■ How to complete this task ■
Beginning at the line that contains "animal in the photo above.", transcribe every line up to the last one in the material below. Include no other lines.
···
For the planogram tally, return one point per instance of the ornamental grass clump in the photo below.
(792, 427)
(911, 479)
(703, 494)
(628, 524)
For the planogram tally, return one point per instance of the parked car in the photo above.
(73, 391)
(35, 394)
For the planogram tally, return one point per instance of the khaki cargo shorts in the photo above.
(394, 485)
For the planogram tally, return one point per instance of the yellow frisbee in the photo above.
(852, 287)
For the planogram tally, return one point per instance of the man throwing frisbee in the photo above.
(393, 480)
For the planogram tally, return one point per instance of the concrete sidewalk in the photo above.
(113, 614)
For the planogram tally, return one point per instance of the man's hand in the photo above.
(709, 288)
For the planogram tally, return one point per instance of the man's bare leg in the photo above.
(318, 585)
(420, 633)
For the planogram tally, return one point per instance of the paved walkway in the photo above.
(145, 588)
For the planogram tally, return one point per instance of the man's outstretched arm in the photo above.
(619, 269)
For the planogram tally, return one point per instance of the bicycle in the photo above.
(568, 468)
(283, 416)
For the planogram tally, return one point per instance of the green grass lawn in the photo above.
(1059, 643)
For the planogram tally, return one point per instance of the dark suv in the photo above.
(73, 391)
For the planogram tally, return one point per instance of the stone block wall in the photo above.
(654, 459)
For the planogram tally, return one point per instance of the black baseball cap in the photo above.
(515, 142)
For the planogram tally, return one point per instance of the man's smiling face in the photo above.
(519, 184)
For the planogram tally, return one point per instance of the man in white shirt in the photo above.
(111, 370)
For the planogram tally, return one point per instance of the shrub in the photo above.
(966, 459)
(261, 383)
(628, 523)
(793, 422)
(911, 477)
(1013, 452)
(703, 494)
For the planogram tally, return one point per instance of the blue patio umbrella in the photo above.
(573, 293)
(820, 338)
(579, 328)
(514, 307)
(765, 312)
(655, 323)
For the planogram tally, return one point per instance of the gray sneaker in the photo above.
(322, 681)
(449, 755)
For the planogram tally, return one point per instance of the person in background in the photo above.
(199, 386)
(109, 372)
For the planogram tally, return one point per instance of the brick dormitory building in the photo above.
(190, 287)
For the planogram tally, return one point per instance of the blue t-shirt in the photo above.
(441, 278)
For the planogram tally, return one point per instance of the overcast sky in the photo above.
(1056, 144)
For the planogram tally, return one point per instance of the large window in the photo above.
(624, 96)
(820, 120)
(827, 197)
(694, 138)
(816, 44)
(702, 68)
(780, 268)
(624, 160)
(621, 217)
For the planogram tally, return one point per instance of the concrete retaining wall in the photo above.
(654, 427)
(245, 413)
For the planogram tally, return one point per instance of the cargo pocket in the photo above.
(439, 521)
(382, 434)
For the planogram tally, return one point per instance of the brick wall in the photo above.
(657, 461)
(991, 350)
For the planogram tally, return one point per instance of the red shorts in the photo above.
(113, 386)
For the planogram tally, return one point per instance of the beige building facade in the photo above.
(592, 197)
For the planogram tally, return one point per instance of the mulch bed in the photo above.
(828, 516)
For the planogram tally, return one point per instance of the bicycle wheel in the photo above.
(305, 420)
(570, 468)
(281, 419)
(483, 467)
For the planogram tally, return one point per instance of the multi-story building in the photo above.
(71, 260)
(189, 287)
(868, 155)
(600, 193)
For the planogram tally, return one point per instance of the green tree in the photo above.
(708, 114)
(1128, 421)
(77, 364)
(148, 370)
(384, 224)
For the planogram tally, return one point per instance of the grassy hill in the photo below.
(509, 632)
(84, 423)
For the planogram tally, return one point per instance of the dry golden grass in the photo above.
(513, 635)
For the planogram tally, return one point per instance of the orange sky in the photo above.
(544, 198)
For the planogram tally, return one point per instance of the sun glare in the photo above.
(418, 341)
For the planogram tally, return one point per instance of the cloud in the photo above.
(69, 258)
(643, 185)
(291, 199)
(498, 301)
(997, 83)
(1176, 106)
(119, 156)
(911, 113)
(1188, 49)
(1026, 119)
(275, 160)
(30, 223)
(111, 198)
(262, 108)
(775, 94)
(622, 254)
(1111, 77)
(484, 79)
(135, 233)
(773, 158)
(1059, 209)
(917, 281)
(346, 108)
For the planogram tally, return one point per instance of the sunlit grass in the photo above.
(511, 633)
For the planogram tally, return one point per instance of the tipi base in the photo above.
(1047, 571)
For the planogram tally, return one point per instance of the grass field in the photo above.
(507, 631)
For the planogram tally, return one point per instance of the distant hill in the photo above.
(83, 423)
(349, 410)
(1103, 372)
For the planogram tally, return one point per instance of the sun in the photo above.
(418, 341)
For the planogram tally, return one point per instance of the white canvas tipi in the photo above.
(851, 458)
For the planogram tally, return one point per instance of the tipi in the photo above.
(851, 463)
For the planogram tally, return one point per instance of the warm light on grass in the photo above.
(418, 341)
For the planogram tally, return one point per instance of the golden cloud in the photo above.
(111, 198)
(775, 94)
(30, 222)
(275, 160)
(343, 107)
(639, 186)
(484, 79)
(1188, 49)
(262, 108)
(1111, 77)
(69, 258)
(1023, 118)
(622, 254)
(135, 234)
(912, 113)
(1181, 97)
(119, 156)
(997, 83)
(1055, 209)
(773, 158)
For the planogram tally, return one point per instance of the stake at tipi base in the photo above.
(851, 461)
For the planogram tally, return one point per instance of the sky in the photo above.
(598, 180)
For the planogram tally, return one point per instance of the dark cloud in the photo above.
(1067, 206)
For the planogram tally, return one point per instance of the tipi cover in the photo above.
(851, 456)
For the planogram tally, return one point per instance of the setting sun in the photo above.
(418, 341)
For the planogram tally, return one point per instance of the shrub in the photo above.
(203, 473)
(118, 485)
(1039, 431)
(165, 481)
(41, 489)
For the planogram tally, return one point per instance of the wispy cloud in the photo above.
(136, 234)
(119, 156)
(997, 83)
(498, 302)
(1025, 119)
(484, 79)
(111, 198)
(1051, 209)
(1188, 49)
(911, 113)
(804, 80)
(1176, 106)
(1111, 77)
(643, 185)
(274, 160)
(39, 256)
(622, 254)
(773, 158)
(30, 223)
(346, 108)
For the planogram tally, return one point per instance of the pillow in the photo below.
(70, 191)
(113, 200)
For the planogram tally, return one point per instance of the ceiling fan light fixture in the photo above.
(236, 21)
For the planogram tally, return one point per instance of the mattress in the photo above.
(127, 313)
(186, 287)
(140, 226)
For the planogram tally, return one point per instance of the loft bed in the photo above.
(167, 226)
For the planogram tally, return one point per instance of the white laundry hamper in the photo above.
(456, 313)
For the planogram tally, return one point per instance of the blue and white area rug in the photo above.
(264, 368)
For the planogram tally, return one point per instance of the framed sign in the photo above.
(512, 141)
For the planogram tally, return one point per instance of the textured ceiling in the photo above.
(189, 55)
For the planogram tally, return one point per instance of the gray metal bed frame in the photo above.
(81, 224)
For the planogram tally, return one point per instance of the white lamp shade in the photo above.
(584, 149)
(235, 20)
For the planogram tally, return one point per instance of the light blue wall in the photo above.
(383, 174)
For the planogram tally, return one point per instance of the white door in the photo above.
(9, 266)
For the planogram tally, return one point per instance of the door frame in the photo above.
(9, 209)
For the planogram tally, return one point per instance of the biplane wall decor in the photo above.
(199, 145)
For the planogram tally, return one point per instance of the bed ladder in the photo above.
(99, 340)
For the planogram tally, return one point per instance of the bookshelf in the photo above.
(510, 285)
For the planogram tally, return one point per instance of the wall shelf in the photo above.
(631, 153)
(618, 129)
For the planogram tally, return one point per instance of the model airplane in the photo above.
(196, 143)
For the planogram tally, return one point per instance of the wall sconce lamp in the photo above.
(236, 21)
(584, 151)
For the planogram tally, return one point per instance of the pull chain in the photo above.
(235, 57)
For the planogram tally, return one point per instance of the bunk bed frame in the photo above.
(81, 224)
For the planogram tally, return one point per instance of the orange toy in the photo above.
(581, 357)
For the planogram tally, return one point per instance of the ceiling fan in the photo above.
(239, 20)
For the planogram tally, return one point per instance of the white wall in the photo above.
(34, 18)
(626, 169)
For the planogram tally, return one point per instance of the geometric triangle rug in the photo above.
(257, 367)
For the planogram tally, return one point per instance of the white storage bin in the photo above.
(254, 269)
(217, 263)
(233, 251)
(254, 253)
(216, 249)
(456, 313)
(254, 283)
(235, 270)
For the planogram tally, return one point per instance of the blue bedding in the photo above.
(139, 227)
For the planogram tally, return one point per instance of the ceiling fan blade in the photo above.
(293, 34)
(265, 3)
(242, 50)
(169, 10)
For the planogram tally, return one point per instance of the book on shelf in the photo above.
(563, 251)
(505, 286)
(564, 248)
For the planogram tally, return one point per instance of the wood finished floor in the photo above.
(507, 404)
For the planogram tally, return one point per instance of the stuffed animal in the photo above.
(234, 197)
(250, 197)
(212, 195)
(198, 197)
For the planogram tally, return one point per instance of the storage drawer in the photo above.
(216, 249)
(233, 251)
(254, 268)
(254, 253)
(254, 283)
···
■ Result below ■
For the planogram tally, return one point per instance of the stuffed animal in the photo above.
(234, 197)
(250, 197)
(212, 195)
(198, 197)
For the planogram tally, return one point per instance of the storage drawer in the photo above.
(216, 249)
(233, 251)
(254, 268)
(254, 253)
(254, 283)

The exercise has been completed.